__EXERCISE INSTRUCTIONS__
Up to and including the line with "Query: castle", output the records exactly as they appear.

(Extracted data entries)

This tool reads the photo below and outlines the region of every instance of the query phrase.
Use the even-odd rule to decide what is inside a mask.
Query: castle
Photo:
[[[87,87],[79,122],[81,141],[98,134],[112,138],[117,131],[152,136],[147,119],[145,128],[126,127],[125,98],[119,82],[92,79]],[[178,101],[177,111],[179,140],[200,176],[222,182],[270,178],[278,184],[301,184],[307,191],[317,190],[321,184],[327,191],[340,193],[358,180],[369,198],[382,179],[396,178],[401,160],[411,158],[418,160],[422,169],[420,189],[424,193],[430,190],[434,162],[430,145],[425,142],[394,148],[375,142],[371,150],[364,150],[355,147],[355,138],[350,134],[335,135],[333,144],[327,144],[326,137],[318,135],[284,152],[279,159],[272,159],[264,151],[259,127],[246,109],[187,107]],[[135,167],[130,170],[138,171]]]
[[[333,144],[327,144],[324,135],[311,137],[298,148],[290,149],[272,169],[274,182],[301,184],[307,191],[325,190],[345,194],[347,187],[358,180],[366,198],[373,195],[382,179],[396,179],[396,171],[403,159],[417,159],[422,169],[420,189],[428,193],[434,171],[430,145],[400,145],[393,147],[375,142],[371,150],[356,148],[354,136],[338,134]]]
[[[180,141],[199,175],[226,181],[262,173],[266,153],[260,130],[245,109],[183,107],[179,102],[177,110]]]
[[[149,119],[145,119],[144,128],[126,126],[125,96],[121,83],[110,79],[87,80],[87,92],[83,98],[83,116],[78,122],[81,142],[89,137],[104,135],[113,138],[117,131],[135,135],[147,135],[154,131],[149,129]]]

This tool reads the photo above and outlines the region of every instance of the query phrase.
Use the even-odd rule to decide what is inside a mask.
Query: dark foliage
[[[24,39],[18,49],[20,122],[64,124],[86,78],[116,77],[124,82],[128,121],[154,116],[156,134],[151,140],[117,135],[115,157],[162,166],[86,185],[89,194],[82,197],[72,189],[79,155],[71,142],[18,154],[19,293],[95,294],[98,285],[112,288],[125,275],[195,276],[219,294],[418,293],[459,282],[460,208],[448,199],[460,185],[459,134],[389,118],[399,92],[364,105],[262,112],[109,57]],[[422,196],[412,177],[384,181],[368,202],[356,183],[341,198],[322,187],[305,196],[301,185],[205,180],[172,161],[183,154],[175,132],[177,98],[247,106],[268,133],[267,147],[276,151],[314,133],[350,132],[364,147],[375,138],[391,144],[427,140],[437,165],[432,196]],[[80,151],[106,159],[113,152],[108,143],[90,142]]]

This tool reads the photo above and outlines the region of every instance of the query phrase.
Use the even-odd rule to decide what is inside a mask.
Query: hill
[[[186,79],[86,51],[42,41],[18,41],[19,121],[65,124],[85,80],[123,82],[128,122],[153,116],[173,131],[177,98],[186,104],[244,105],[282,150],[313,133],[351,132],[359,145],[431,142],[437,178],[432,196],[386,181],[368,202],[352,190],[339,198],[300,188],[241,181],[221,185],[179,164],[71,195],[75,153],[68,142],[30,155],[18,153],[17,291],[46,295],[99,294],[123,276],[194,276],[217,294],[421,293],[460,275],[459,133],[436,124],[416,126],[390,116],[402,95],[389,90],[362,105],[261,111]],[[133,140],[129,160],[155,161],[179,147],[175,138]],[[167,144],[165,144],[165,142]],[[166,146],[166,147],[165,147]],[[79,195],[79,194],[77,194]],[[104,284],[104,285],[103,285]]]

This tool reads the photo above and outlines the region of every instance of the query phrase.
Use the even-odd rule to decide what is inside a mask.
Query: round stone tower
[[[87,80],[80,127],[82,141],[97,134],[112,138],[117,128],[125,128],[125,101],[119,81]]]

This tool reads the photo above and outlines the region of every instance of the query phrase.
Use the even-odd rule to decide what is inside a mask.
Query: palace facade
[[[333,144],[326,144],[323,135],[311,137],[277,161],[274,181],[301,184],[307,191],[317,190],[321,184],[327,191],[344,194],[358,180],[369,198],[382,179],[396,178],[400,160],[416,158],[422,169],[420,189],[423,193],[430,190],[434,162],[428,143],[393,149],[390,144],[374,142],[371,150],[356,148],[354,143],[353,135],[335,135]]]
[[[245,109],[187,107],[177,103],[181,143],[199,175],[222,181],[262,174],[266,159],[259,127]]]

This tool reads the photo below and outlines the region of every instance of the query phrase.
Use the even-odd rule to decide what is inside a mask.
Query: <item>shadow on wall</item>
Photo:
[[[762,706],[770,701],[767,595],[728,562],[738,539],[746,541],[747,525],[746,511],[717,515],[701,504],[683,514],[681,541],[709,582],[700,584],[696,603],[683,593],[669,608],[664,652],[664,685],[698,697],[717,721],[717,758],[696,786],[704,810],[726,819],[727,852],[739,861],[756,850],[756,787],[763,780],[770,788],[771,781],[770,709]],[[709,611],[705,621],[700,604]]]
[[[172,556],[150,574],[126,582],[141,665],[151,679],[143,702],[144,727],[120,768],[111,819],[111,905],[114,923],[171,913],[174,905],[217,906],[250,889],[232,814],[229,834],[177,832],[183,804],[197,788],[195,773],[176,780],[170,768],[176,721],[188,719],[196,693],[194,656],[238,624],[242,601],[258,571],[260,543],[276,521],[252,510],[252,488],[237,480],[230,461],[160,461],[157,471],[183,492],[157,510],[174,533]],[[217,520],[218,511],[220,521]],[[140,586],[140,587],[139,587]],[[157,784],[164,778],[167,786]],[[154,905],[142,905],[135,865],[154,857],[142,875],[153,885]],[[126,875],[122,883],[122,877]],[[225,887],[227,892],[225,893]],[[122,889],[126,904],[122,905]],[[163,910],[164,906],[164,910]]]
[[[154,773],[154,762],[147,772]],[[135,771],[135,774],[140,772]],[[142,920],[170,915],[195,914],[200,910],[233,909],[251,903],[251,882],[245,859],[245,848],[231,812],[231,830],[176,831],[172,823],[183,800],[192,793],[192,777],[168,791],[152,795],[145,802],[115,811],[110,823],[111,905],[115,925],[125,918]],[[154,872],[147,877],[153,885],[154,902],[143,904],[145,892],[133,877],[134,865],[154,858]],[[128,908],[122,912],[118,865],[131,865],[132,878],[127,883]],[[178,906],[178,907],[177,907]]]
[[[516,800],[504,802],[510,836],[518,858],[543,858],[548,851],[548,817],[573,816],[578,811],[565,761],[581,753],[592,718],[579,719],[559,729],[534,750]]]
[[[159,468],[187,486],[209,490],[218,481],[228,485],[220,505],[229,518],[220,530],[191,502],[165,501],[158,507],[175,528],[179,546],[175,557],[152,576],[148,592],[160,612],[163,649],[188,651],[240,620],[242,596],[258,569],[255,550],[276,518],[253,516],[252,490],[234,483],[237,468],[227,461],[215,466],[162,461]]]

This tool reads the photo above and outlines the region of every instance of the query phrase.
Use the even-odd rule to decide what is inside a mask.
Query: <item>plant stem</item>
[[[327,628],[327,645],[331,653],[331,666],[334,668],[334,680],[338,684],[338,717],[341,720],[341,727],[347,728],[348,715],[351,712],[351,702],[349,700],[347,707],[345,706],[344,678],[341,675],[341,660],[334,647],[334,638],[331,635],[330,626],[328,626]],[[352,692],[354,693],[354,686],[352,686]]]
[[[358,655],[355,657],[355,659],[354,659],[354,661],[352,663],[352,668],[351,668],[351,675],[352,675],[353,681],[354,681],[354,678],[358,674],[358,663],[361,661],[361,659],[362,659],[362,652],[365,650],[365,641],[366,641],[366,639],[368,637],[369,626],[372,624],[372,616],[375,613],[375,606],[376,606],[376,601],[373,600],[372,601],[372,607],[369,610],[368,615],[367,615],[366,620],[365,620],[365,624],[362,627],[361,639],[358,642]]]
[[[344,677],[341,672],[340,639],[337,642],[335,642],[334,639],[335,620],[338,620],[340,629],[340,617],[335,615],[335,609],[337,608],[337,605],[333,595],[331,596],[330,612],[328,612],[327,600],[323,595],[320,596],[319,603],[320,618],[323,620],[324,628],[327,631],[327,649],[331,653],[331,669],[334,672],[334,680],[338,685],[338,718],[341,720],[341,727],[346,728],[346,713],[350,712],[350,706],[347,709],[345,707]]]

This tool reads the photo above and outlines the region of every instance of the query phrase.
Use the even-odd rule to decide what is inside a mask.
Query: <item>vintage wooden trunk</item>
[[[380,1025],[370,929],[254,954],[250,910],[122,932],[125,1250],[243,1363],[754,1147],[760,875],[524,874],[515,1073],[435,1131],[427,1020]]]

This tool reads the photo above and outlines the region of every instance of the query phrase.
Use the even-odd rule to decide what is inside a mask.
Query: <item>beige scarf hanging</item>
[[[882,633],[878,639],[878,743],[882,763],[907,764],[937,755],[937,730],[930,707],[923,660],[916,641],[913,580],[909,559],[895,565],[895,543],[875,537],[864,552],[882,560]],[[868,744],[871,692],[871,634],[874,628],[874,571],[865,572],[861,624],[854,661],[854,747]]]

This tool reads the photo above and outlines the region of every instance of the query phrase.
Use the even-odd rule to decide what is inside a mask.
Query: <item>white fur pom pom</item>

__RESPONSE FOR THIS EXERCISE__
This tool reads the photo below and outlines the region of every instance of the query phrase.
Use the even-odd rule to decide what is inside a mask.
Query: castle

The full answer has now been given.